=== Aim of the task ===
Nothing but a number is wanted here: the count of lines in the data holding the word "below".

=== Source data ===
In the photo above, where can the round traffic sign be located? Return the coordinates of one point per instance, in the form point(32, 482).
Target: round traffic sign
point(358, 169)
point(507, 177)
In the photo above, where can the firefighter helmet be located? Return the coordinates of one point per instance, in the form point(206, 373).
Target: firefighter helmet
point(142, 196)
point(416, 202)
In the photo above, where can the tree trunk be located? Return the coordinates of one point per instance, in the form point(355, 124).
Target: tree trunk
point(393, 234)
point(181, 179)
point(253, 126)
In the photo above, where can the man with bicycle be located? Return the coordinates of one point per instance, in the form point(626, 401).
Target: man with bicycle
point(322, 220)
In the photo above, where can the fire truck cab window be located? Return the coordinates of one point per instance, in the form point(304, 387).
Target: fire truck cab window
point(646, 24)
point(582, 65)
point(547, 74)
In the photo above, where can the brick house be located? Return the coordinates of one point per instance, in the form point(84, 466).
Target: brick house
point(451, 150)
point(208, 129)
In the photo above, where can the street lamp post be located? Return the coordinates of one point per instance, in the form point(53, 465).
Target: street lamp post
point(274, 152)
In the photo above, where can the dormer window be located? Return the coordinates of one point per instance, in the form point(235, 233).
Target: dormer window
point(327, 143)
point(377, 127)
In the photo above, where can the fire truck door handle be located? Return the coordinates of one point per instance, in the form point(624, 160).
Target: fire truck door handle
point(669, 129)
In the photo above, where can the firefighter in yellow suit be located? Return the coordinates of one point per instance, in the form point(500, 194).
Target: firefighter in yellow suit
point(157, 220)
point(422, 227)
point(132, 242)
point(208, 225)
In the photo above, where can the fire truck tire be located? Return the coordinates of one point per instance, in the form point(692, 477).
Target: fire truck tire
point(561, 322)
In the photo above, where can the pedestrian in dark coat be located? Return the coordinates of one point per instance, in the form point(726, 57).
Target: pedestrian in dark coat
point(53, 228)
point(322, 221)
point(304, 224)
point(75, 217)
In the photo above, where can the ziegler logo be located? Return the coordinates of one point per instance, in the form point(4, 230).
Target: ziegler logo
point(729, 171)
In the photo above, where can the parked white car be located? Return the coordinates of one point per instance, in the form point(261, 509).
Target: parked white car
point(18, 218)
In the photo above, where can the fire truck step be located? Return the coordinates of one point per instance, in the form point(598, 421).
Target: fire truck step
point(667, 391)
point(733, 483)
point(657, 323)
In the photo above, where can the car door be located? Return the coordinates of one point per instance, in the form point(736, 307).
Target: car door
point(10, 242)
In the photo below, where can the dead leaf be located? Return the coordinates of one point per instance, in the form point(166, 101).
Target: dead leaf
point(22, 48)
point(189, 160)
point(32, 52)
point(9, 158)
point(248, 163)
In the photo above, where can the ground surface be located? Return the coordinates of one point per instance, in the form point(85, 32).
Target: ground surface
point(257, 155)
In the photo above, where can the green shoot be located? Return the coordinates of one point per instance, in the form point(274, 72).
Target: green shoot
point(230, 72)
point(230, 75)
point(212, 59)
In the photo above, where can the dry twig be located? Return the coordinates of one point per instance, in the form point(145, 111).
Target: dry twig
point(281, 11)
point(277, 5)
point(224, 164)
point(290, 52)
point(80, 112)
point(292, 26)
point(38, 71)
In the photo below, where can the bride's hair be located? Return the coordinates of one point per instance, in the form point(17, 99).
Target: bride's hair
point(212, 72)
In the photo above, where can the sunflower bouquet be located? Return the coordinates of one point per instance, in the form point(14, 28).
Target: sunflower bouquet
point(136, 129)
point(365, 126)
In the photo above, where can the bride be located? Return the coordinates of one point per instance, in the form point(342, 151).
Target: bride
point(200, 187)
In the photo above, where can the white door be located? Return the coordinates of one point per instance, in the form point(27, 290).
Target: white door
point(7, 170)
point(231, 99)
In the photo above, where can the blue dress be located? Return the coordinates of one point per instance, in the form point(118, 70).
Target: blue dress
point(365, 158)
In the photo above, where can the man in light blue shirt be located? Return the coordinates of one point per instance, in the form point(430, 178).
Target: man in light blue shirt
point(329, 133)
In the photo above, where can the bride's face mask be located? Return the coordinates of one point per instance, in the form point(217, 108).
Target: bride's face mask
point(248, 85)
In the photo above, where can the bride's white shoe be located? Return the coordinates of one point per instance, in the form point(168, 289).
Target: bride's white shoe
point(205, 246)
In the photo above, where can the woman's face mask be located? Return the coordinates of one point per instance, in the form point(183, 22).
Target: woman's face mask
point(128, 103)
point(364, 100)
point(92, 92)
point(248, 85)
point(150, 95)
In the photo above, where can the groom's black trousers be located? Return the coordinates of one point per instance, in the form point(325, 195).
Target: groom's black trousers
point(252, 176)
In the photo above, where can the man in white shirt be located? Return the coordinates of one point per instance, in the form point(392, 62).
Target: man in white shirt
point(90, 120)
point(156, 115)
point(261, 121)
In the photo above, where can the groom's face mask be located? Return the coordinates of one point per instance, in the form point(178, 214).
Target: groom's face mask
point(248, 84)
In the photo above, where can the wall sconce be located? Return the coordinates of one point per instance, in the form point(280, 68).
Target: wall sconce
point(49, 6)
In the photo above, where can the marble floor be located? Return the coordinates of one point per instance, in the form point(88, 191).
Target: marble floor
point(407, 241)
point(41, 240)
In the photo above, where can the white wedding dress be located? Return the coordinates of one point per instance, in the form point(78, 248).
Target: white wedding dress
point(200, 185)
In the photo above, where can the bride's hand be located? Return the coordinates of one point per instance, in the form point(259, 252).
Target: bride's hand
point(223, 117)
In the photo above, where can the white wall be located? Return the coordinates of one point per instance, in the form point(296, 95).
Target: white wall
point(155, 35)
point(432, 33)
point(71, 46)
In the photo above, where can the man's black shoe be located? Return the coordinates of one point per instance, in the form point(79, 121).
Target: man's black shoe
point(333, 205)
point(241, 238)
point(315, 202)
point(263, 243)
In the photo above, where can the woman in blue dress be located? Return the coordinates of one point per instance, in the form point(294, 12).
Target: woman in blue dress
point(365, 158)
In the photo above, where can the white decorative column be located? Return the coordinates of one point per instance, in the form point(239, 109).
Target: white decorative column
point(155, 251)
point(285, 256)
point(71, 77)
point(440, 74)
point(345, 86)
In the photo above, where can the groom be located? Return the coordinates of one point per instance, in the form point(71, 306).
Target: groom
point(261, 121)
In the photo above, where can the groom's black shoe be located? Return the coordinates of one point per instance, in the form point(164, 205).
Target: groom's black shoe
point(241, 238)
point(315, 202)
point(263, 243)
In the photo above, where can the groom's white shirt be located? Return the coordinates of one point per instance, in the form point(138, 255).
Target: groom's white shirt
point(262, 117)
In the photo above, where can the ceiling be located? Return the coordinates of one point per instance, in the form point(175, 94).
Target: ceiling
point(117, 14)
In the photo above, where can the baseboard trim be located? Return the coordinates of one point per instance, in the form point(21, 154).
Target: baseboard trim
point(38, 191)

=== Response to this exercise ===
2